**Short task:** Rewrite the items from the start through the line containing "427), (193, 430)]", swapping "vertices" for "corner points" and leaving everything else unchanged. Omit the pictures from your answer.

Segmentation labeling items
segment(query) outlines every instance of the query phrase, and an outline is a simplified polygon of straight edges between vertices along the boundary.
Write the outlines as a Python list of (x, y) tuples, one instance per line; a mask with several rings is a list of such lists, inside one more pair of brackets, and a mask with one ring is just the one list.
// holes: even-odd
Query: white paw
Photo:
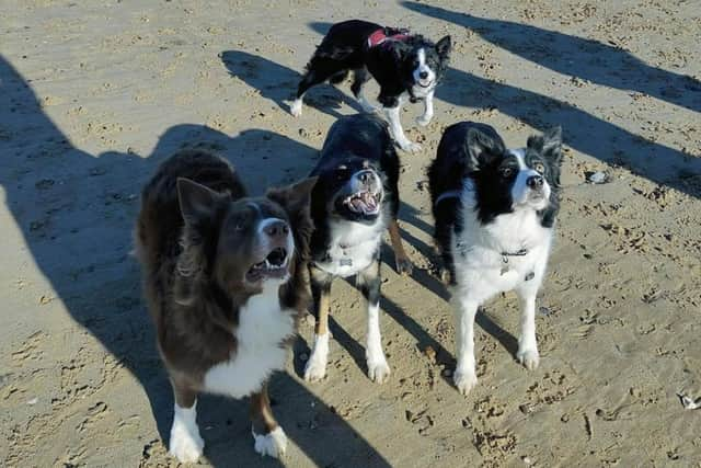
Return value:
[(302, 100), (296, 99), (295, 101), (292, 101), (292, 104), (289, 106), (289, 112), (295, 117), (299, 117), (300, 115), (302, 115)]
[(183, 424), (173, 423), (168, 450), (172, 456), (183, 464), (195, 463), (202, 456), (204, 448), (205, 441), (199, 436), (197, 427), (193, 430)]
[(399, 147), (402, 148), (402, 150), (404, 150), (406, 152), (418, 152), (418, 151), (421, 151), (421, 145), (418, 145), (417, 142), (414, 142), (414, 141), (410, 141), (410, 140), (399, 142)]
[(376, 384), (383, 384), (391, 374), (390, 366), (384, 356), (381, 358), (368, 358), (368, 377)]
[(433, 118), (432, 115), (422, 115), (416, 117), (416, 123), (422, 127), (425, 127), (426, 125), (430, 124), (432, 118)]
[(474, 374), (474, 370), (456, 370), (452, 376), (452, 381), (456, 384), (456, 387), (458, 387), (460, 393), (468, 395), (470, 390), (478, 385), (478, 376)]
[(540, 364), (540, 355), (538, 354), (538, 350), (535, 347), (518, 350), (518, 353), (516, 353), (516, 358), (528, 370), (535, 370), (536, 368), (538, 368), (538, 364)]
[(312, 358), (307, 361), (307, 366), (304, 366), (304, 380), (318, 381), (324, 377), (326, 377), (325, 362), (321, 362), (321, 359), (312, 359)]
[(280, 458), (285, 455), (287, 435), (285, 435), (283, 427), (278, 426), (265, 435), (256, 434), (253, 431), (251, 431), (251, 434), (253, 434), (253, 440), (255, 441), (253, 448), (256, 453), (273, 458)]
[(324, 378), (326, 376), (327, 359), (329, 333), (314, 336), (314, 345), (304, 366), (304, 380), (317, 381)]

**Correct output:**
segment(query) outlines every instance of the query phrase, and an outline is a simplified polygon of straight edges between corner points along the boundary.
Write the outlines as a Python list of (x, y) tuples, one instance per line; a mask with several rings is a list of such lists, inside one more pair of brackets, and a mask with one ring is just the one list.
// holes: even-odd
Query: white paw
Photo:
Return value:
[(302, 100), (296, 99), (295, 101), (292, 101), (292, 104), (289, 106), (289, 112), (295, 117), (299, 117), (300, 115), (302, 115)]
[(183, 424), (173, 423), (168, 450), (172, 456), (183, 464), (195, 463), (202, 456), (204, 448), (205, 441), (199, 436), (197, 427), (193, 430)]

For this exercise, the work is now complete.